Excerpted passage:
In 1992, the Company and LFCTP entered into a Settlement Agreement which
provided for modifications of the second and third level royalty payments. In
exchange for 12,500 shares of Series 92-C convertible preferred stock, LFCTP's
third level royalty under the transfer agreement was reduced from 12.5% of the
Company's future net cash receipts (as defined) to zero and LFCTP's second level
royalty under the transfer agreement was reduced from approximately $9 million
at December 1992 to $10,000 per month plus 25% of net cash receipts generated by
the Colstrip Project.
Royalty rights aggregating $3,142,500 were recorded in 1992 based upon the value
of the underlying common shares. Royalty expense will be recognized as would
have been required under the transfer agreement or evenly over 10 years,
whichever is greater. Amortization expense of $314,250 was recorded during 1997,
1996, and 1995, and accumulated amortization totals $1,571,250 and $1,257,000 at
December 31, 1997, and 1996, respectively.
<PAGE>
SGI International and Subsidiaries
Notes to Consolidated Financial Statements (continued)
4. LFC Process Related Assets (continued)
LFC Cogeneration Project. The Company has substantially completed the design
and engineering of an LFC facility for use in conjunction with an electric
cogeneration plant. Amounts capitalized at December 31, 1997, relate primarily
to plans and drawings for the design of such a facility. Amortization expense of
$105,000 was recorded during 1997, 1996, and 1995, and accumulated amortization
totaled $631,000 and $526,000 at December 31, 1997, and 1996, respectively.
Pursuant to the Colstrip Sale Agreements, the Company granted Rosebud a
non-exclusive license for LFC Process cogeneration plants with an aggregate
capacity of 350 megawatts which provides for the Company to receive royalties of
up to $1,000,000 from future plant financings and operations.
Investment in TEK-KOL Partnership. The Company entered into a Technology
Purchase Agreement (the "Agreement") with Shell Mining Company ("SMC") on
September 28, 1989. Under the Agreement, SMC acquired a one-half interest in
the LFC Process technology, related stand-alone assets and patents in exchange
for $650,000 in cash, a $550,000 note, and forgiveness of $350,000 of current
debt. SMC also agreed to pay additional consideration totaling $1,000,000 when
the first LFC plant became operational or $40,000 per month, up to an aggregate
of $1,000,000 beginning July 1992. Because of the time period involved over
which the proceeds were collected, the Company recognized the revenue as the
consideration was received.

Aim 1:
In the financial notes, what did LFCTP receive in exchange for the reductions to its royalties?
Aim 2:
According to the financial notes, what did SMC give in exchange for its one-half interest in the LFC Process technology, related stand-alone assets and patents? List every item.
Aim 3:
Write the next part of the financial notes, starting right after their final sentence.

Stored data:
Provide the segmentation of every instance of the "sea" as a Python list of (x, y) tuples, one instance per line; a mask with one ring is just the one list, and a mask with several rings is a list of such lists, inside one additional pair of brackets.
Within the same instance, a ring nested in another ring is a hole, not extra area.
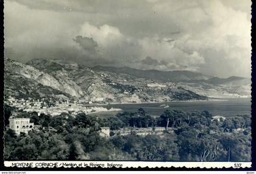
[[(251, 98), (227, 98), (207, 101), (108, 104), (100, 106), (108, 109), (111, 108), (120, 108), (123, 111), (127, 111), (129, 112), (135, 112), (138, 108), (142, 108), (149, 115), (152, 116), (160, 116), (166, 110), (179, 110), (185, 112), (207, 110), (213, 116), (232, 117), (243, 114), (251, 115)], [(92, 115), (109, 117), (114, 116), (119, 112), (99, 112), (92, 114)]]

Exercise output 1:
12,500 shares of Series 92-C convertible preferred stock.

Exercise output 2:
- $650,000 in cash
- A $550,000 note
- Forgiveness of $350,000 of current debt

Exercise output 3:
The Company and SMC formed TEK-KOL on September 30, 1989, and each partner
contributed its respective one-half interest in the LFC Process, related LFC
stand-alone assets and patents to the partnership. TEK-KOL was formed to own and
license the LFC Process technology. As a result of the Agreement and subsequent
partnership formation, the Company recorded the book value of its one-half
interest in the assets contributed, $412,000, as its investment in TEK-KOL. The
Company accounts for its investment in TEK-KOL using the equity method. TEK-KOL
became operational in 1995 and the Company has recorded $932,000, $463,000 and
$288,000 as its share of TEK-KOL's 1997, 1996 and 1995 net losses, respectively.
Capital contributions to TEK-KOL are expected to be required from time to time.
The partnership agreement requires the Company to contribute one-half of any
required capital contributions which is mutually determined by the partners. The
Company recorded a liability to TEK-KOL of $412,000 at December 31, 1995, for
the unpaid portion of the required contributions. The partners verbally agreed
that the Company was not in default of the partnership agreement provision
regarding payment of required capital contributions. The Company paid all
required capital contributions to TEK-KOL through December 31, 1997.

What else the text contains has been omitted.